### Your assignment
Copy out every record below with complete accuracy.

### Data extract
- Opening Delimiter -

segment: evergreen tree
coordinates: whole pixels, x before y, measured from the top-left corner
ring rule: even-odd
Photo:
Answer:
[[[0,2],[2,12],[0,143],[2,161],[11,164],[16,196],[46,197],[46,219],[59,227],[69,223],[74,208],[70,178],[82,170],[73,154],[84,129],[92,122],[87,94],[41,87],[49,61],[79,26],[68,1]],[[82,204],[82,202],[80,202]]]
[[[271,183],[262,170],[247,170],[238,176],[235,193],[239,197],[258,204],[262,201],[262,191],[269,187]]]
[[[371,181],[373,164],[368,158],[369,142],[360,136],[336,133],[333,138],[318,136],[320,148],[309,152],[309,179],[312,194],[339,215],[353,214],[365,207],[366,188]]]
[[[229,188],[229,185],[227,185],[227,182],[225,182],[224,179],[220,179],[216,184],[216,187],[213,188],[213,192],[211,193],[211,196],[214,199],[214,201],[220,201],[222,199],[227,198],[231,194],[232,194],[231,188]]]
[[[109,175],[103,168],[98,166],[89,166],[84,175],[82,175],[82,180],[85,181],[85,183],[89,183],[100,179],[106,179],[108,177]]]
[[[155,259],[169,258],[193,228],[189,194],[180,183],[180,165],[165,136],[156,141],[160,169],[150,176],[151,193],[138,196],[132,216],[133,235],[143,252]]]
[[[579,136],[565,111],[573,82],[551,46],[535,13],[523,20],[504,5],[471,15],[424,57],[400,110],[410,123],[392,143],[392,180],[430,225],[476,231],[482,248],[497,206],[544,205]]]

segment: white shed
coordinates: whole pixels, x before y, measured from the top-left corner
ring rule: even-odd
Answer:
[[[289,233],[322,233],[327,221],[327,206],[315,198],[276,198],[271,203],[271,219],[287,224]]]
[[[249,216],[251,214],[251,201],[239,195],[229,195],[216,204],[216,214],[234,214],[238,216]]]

- Closing Delimiter -

### Answer space
segment: evergreen tree
coordinates: whole pixels, x before y, measured from the top-left corner
ring rule: even-odd
Photo:
Answer:
[[[0,2],[2,12],[0,143],[2,161],[11,164],[16,196],[46,197],[46,219],[59,227],[69,223],[74,208],[70,178],[82,170],[73,154],[84,129],[92,122],[87,94],[41,87],[49,61],[79,26],[68,1]],[[82,204],[82,202],[80,202]]]
[[[271,183],[262,170],[247,170],[238,176],[235,193],[239,197],[258,204],[262,201],[262,191],[269,187]]]
[[[371,181],[373,164],[368,158],[369,142],[360,136],[336,133],[333,138],[318,136],[320,148],[309,152],[309,179],[312,194],[339,215],[353,214],[365,207],[366,188]]]
[[[229,188],[229,185],[227,185],[227,182],[225,182],[224,179],[220,179],[216,184],[216,187],[213,188],[213,192],[211,193],[211,196],[214,199],[214,201],[220,201],[222,199],[227,198],[231,194],[232,194],[231,188]]]
[[[109,175],[103,168],[98,166],[89,166],[84,175],[82,175],[82,180],[85,181],[85,183],[89,183],[100,179],[106,179],[108,177]]]
[[[155,259],[169,258],[193,228],[189,194],[180,183],[180,165],[165,136],[156,141],[160,169],[150,176],[151,193],[138,196],[132,216],[133,235],[143,252]]]
[[[579,136],[565,111],[573,82],[551,46],[535,13],[523,20],[504,5],[471,15],[424,57],[400,110],[410,123],[392,143],[392,180],[430,225],[476,231],[482,248],[497,206],[544,205]]]

segment: white shed
coordinates: whole pixels, x before y, measured from the top-left corner
ring rule: even-odd
Answer:
[[[289,233],[322,233],[327,221],[327,206],[315,198],[276,198],[271,203],[271,219],[287,224]]]
[[[249,216],[251,214],[251,201],[239,195],[229,195],[216,204],[216,214],[234,214],[238,216]]]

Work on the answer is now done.